Stored data
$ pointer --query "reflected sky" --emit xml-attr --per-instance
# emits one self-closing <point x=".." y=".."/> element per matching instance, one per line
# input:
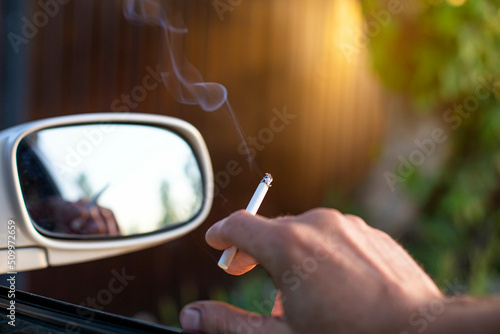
<point x="131" y="165"/>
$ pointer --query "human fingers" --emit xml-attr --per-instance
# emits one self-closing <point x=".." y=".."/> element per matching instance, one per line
<point x="220" y="318"/>
<point x="258" y="240"/>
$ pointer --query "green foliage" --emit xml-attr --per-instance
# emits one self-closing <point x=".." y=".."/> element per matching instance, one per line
<point x="438" y="55"/>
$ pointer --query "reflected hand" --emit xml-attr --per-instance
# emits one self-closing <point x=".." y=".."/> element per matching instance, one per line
<point x="335" y="273"/>
<point x="75" y="218"/>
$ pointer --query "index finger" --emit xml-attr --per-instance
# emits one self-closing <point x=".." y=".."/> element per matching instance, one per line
<point x="256" y="236"/>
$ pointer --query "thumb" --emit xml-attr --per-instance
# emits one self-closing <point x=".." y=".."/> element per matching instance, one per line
<point x="220" y="318"/>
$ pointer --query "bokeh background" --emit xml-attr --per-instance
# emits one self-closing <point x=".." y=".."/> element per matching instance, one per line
<point x="366" y="83"/>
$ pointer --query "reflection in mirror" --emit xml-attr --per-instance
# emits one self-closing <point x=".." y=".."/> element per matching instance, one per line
<point x="108" y="180"/>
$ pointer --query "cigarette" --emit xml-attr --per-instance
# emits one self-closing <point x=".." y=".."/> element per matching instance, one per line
<point x="252" y="207"/>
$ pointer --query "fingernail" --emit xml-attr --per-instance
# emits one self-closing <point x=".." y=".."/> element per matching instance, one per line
<point x="217" y="224"/>
<point x="190" y="319"/>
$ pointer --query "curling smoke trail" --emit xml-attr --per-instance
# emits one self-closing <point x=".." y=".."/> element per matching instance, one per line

▸ About this task
Search the entries above for the word "attr" and copy each line where it appears.

▸ Task answer
$ pointer --query "reflected sky" --emit xml-attr --per-instance
$ pointer --query "human fingers" --emit xml-attr --per-instance
$ pointer --query "green foliage" --emit xml-attr --per-instance
$ pointer --query "reflected hand" --emit xml-attr --per-instance
$ pointer --query "index finger" --emit xml-attr --per-instance
$ pointer --query "thumb" --emit xml-attr --per-instance
$ pointer --query "bokeh background" --emit xml-attr --per-instance
$ pointer --query "reflection in mirror" --emit xml-attr --per-instance
$ pointer --query "cigarette" --emit xml-attr --per-instance
$ pointer --query "fingernail" --emit xml-attr --per-instance
$ pointer --query "curling smoke trail" --emit xml-attr --per-instance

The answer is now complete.